DIRECTIONS — Below is a listing; transcribe it exactly but without any images.

TASK INPUTS —
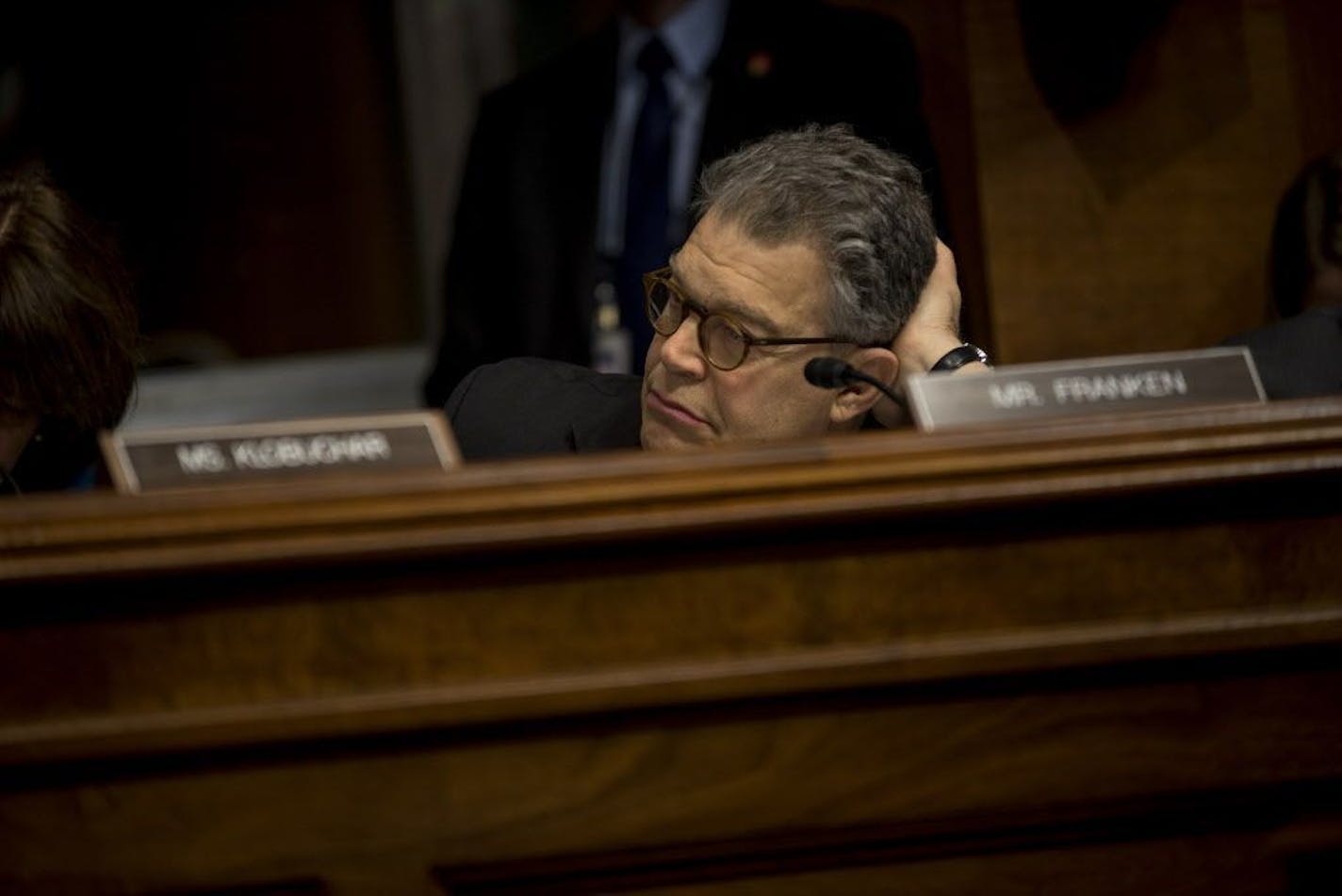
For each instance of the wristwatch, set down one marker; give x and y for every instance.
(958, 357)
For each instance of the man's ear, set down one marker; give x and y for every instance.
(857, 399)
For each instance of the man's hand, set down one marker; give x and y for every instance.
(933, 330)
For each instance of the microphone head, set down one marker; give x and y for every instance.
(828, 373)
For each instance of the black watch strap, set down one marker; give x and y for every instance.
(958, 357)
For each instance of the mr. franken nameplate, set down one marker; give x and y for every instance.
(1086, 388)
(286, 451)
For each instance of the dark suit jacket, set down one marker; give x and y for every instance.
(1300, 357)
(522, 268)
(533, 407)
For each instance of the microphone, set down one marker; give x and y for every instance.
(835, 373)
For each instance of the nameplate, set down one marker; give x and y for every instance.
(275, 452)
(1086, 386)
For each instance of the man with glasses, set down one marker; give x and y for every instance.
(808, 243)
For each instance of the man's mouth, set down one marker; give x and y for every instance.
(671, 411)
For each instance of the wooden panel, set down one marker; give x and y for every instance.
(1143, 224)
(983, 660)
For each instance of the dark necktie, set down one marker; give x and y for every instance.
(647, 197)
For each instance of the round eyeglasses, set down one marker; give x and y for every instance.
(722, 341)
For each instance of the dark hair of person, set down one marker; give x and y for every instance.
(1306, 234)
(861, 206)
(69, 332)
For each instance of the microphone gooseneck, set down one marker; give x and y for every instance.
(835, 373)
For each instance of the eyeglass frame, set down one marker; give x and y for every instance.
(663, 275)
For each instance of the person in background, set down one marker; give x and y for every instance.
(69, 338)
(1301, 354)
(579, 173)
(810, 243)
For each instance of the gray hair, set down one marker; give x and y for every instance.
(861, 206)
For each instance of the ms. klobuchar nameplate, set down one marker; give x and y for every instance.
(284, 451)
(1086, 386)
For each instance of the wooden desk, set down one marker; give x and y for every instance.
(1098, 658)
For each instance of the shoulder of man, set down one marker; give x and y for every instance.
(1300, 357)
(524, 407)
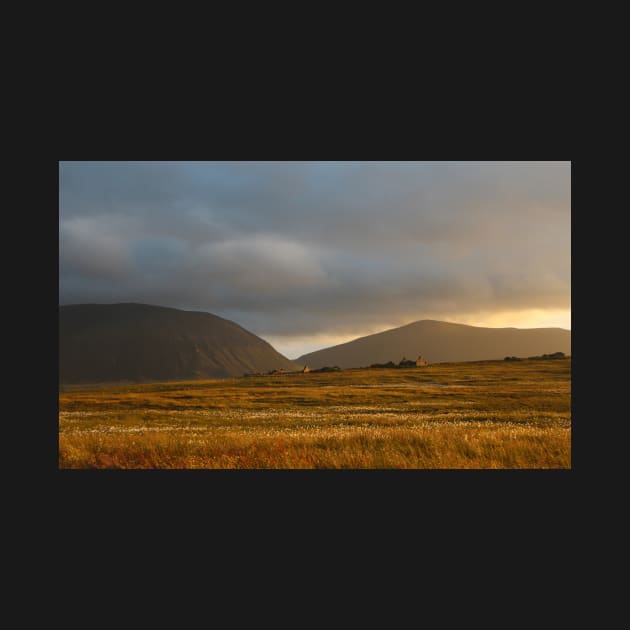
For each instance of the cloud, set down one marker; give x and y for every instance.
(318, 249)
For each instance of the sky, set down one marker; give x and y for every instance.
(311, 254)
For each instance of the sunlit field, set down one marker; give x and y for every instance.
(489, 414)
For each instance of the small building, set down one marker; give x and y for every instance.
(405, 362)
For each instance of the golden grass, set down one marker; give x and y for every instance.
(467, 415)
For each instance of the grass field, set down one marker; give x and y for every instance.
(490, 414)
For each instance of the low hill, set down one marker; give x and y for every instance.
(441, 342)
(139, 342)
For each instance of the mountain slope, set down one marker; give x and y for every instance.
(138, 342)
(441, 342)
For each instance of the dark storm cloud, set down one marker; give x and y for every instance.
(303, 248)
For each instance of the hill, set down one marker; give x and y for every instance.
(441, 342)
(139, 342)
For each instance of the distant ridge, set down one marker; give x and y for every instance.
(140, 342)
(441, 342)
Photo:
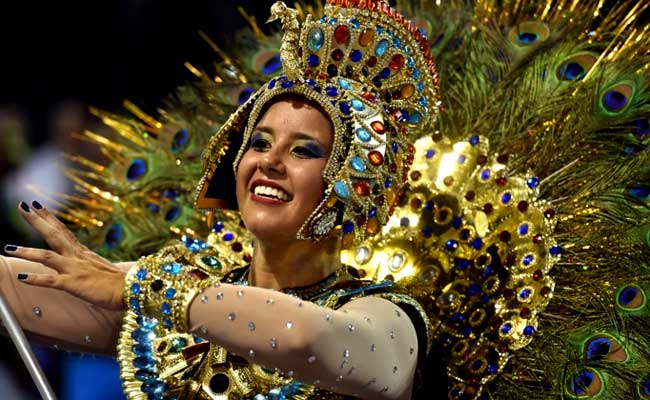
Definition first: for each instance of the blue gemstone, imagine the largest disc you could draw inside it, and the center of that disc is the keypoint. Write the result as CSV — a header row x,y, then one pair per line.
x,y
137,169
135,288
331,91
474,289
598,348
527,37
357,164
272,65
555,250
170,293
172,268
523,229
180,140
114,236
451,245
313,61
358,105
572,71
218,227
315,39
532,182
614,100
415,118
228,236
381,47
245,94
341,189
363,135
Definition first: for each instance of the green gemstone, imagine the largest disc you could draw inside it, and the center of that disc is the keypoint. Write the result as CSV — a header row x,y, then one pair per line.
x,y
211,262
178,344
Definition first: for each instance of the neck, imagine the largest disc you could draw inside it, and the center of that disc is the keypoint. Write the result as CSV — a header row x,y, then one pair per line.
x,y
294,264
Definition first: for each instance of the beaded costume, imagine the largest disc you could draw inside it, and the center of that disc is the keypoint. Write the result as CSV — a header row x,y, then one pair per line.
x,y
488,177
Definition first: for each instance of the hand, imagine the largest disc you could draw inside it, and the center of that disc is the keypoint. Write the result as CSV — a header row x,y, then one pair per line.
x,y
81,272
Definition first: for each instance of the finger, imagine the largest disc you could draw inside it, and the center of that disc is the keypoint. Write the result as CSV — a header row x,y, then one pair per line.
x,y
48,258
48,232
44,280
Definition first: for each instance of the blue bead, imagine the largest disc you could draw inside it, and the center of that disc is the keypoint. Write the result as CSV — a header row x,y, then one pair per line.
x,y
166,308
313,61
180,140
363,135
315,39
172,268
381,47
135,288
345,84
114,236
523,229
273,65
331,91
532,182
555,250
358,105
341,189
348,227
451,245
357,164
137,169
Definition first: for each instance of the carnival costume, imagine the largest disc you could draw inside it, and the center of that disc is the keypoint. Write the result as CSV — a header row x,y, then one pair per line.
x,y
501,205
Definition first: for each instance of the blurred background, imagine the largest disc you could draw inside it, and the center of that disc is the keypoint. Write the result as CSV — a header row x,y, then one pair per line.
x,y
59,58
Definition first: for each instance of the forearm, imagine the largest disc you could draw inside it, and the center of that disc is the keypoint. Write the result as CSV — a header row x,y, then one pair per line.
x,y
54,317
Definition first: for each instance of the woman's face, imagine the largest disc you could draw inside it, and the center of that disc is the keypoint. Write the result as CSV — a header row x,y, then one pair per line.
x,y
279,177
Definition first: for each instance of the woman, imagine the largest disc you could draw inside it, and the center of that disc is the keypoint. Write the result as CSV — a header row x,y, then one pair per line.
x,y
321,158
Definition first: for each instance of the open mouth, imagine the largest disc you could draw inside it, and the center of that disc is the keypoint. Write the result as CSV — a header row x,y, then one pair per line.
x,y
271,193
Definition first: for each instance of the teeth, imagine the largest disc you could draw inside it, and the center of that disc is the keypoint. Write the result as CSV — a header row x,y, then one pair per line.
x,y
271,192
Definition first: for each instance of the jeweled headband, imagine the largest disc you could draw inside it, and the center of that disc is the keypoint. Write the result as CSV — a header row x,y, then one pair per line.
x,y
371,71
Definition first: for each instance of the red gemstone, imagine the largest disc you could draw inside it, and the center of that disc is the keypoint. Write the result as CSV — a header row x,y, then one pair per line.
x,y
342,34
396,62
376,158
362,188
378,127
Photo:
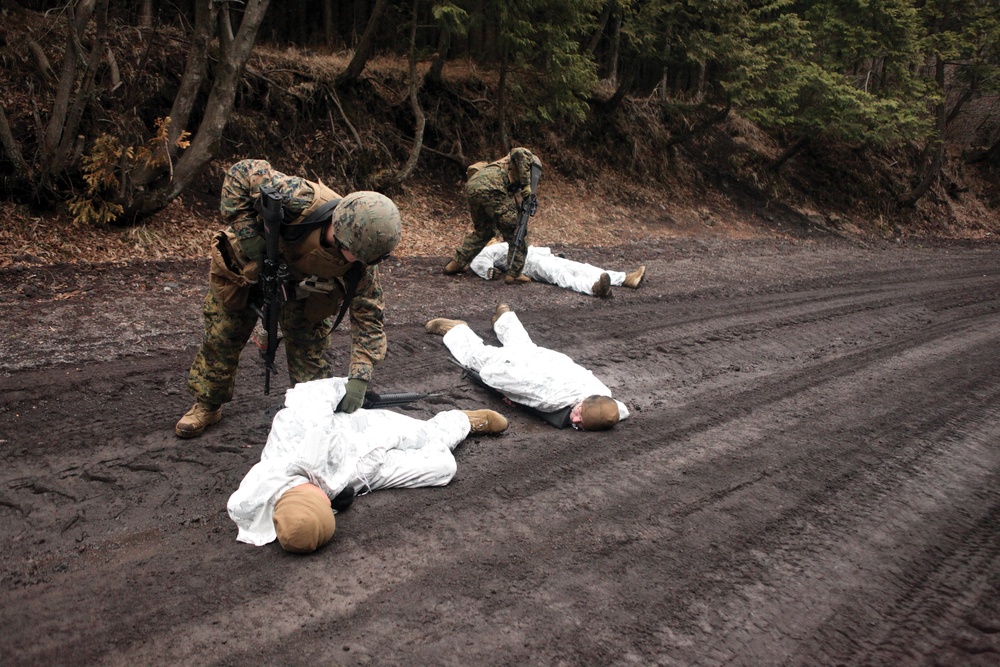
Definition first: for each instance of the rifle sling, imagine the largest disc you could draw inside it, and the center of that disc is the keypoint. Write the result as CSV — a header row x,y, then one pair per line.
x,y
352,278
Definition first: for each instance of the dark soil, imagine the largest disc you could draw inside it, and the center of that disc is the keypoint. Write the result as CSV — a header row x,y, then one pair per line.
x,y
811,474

SOLUTION TO THE PROBLEM —
For each instance of the wristwatch, set down one marker; give x and y for every instance.
(958, 357)
For each instance of the man's ear, set down one marker; give x and y for every instance.
(857, 399)
For each instance of the man's hand, set down one marker; give x and y for every instance.
(933, 330)
For each instance of the microphone head, set down one marker; give x and y for every instance.
(828, 373)
For each instance of the black watch strap, set down one marker; give x and y for every instance.
(958, 357)
For each instance of the mr. franken nameplate, set down one marker; give x and y for every instance.
(1086, 388)
(286, 451)
For each instance of the dark suit jacket, set down one marker; give x and y for every instance.
(1300, 357)
(522, 268)
(533, 407)
For each instance of the microphone, set down one marker; give x and y for every instance.
(835, 373)
For each instance of the nameplate, set down one marker; give x and y for every instance.
(275, 452)
(1086, 386)
For each instance of the man with glasses, set down one marker; give x and y for every instance.
(808, 243)
For each instance of the man's mouth, set down one marker; give x and y for every instance.
(671, 411)
For each instance of the wooden panel, set down one marker; give x and y for every instance.
(1143, 224)
(983, 660)
For each instance of the dark necktie, set down one marker; give x and y for every instance.
(647, 197)
For each instance of the round eyeglasses, set down one marker; give x and y for every instance.
(722, 341)
For each instance of the dark hair of person, set down one marker; give x and y for every instance.
(1306, 234)
(861, 206)
(69, 332)
For each instance of the microphone gooseneck, set down one marker; give x and y for every instance.
(835, 373)
For each instance of the eyeglass frame, set down one marker; give x and y for every instance.
(663, 275)
For each instance of the person in background, set down one marker; give x and y for every instance.
(69, 338)
(1301, 354)
(579, 173)
(810, 243)
For each instance of the gray hair, set down one marker; give x and y for every instance.
(861, 206)
For each instance of the ms. klobuchar nameplate, set down one marker; give x and y for every instance.
(284, 451)
(1086, 386)
For each instance of the wooden desk, set down one marker; give x and y for every instance.
(1098, 658)
For each instance of the shoulder of man, set down one marker; give x and y for every instance.
(1300, 357)
(524, 407)
For each instance of the cloud, set down one marker; give x and y for every instance.
(318, 249)
For each instance of the sky, set down one marker; give x and y for every instance.
(311, 254)
For each instance of the sunlit field, set down one marker; give x and y for every instance.
(489, 414)
For each instance of the small building, set down one marker; give x and y for every instance.
(405, 362)
For each instance of the golden grass, set down one marker; give x and y for every instance.
(467, 415)
For each instance of the grass field, set down one marker; give x and y for every instance.
(490, 414)
For each instance of the low hill, set down one marker; give x and y for every instance.
(441, 342)
(139, 342)
For each instance of the mountain slope, set down one marker; give x and y for every instance.
(138, 342)
(441, 342)
For each instance of the dark storm cloud, set down one marker; give x and y for every instance.
(303, 248)
For each instance of the hill, set down one marker; give x and y for every instance.
(441, 342)
(139, 342)
For each instance of the distant ridge, set down one marker; give x and y for every instance.
(140, 342)
(441, 342)
Photo:
Definition first: for each instance of the blue gemstone, imagine the largest disc you could draw inside it, and the center of that disc is the keypoint. Write the result as CSV — a header row x,y, then one pair per line.
x,y
137,169
135,288
331,91
474,289
598,348
527,37
357,164
272,65
555,250
170,293
172,268
523,229
180,140
114,236
451,245
313,61
358,105
572,71
218,227
315,39
532,182
614,100
415,118
228,236
381,47
245,94
341,189
363,135
Definition first: for each instance of the green gemstone, imagine the largest disc you could draw inside it, and the center of that disc is the keypoint. Write the result as CSV — a header row x,y, then one pair per line.
x,y
211,262
178,344
Definition first: for each instance of the neck, imagine the largest disc you could draw inside it, and the center of that disc is the keypoint. Write the result as CSV — a header row x,y, then one pair per line.
x,y
294,264
Definition first: for each instance of the beaded costume, imagine the largest disc you could draw inside it, and the center of that disc is the keypoint. Write the result as CSV — a header row x,y, then one pair per line.
x,y
488,177
Definition first: for each instance of the hand, imagine the largest disc you could draw inside it, and the center of that disc is the keypoint. Write the result as CSV — a header row x,y, then one pair per line.
x,y
81,272
Definition first: for each instance of the finger, imagine the largest disc you could draw inside it, and the center of that disc is the keypoint. Write the result as CSV — a header row x,y, then one pair per line.
x,y
48,258
48,232
44,280
Definition first: for each instance of the blue bead, imagine the largest disc you could draw inside it, and the center of that disc is the keypoint. Write the result as CSV — a header row x,y, then one pair per line.
x,y
166,308
313,61
180,140
363,135
315,39
172,268
381,47
135,288
345,84
114,236
523,229
273,65
331,91
532,182
555,250
358,105
341,189
348,227
451,245
357,164
137,169
Definition first: for each instance of the carnival costume, imagine the largest disc you could draw inside it, and the center of that disc is the keypoint. Write the result as CSV — a header row x,y, then one pair per line.
x,y
501,205
Definition first: for each instance of the blurred background, imagine the largest disc you could draw inside it, and the center of that disc is the keypoint. Write the result as CSV — a header row x,y, then one pair per line.
x,y
59,58
Definition first: for each instance of the forearm, imagine the largest disc you could draw inside it, and the center of that disc is the keypoint. Write the result as CSV — a header row x,y, then one pair per line.
x,y
54,317
Definition first: for each instance of the woman's face, imagine the largest disc you could draw inside it, and the center of that disc is the keypoint. Write the result as CSV — a header row x,y, then one pair per line.
x,y
279,177
Definition first: for each instance of the woman, imagine the largest disc you could draw inside it, and the center of that disc is the keypoint. Write the result as CSV — a header row x,y, then one pair per line.
x,y
321,158
Definition first: for each instance of the open mouth, imagine the largest disc you could draw inside it, and the center of that disc is the keypoint. Write the result as CSV — a header row x,y, then one pair per line.
x,y
271,193
Definition first: for each instance of the teeth, imagine the largest disc you could draw inside it, and the center of that disc is the keypoint. Write the result as CSV — a header row x,y, then one pair per line.
x,y
271,192
Definition first: for each instance of the jeweled headband, imagine the largest disc you could draw inside it, and the center of that disc is the keypoint. Write the result as CSV — a header row x,y, then one pair per line.
x,y
371,71
Definition first: for each instance of the red gemstone, imagine the largest disc you could draw inside it, and the center of that disc is the keypoint. Write the result as CSV — a header row x,y, then one pair per line.
x,y
342,34
396,62
376,158
362,188
378,127
Photo:
Definition first: for each instance of the rifle sling, imagine the largest disc you could draw inside it, and the center of that disc is the keypoint. Write the result as CSV — a header row x,y, then one pair per line.
x,y
352,278
Definition first: for each instance of the dark soil, imagine the largest disc you could draw inside it, and the center of that disc is the keypoint. Write the result as CSV — a header row x,y, then one pair per line.
x,y
811,474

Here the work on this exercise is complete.